** Extrait du texte **
Je n’ai jamais dit que toutes les confirmations étaient invalides, mais on peut s’interroger quant à la formule qui est employée et certainement pour l’huile qui est utilisée. C’est quand même important. J’ai reçu bien des témoignages de personnes qui, formellement, m’ont donné l’expression employée par l’évêque… ce sont des expressions invalides. « Reçois le Saint-Esprit » tout simplement. « Je t’envoie en mission ». Ce n’est peut être pas fréquent, mais cela s’est rencontré et c’est invalide. En tout cas ; nombreux sont les évêques qui estiment que la Confirmation est un Sacrement inutile, que le Saint-Esprit a déjà été donné au Baptême, que c’est une cérémonie supplémentaire pour rappeler ce qui a été fait au baptême. C’est. ce qu’écrivait explicitement l’ancien archevêque de Chambéry dans sa revue diocésaine : « La Confirmation ne donne pas le Saint-Esprit que l’on a reçu au baptême. » J’ai montré cette revue au cardinal Ratzinger en lui disant : « Vous me reprochez de donner les confirmations, regardez ce que pensent les évêques de la Confirmation. » Un archevêque, qui est maintenant retiré, mais qui avait à ce moment 72–73 ans et qui, avait donc été formé à la méthode ancienne. Il avait connu le Sacrement de Confirmation comme il a été enseigné autrefois. Sans doute la foi de l’évêque n’a‑t-elle pas d’influence sur la Confirmation, mais peut-on traiter ainsi ce Sacrement ? C’est ainsi que raisonnent les protestants et on peutse demander si l’intention de ces évêques est de faire ce que l’Église veut faire. Si nous voulons survivre et que les bénédictions du Bon Dieu continuent de descendre sur la Fraternité, il nous faut demeurer fidèles à ces lois fondamentales de l’Église.
Sans la Messe tout s’écroule
Si nos prêtres venaient à abandonner la véritable liturgie, le vrai Saint Sacrifice de la Messe, les vrais sacrements, alors ce ne serait plus la peine de continuer. Nous nous suiciderions !

** Lignes extraites **
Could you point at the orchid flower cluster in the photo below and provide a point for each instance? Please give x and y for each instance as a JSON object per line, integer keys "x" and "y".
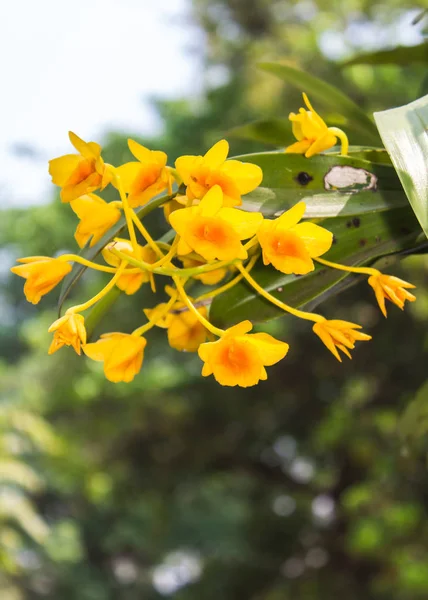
{"x": 216, "y": 243}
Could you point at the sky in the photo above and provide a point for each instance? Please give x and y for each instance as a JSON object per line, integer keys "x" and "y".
{"x": 88, "y": 66}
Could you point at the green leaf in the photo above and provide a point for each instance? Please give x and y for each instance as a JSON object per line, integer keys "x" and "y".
{"x": 277, "y": 132}
{"x": 401, "y": 55}
{"x": 329, "y": 95}
{"x": 357, "y": 241}
{"x": 92, "y": 253}
{"x": 404, "y": 134}
{"x": 288, "y": 178}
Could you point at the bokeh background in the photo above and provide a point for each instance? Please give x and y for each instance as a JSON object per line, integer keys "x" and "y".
{"x": 314, "y": 484}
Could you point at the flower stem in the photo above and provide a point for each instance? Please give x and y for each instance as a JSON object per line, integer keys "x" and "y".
{"x": 87, "y": 263}
{"x": 194, "y": 310}
{"x": 170, "y": 272}
{"x": 170, "y": 255}
{"x": 101, "y": 294}
{"x": 363, "y": 270}
{"x": 146, "y": 235}
{"x": 128, "y": 213}
{"x": 141, "y": 330}
{"x": 343, "y": 139}
{"x": 227, "y": 285}
{"x": 294, "y": 311}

** Exercice proposé **
Recopiez sans rien changer le passage du texte sur la Confirmation qui s'ouvre sur les mots contenant « Sans la Messe » et se termine par « nous suiciderions ! ». Les lignes forment un matériau à part, indépendant du texte.

** Réponse attendue **
Sans la Messe tout s’écroule
Si nos prêtres venaient à abandonner la véritable liturgie, le vrai Saint Sacrifice de la Messe, les vrais sacrements, alors ce ne serait plus la peine de continuer. Nous nous suiciderions !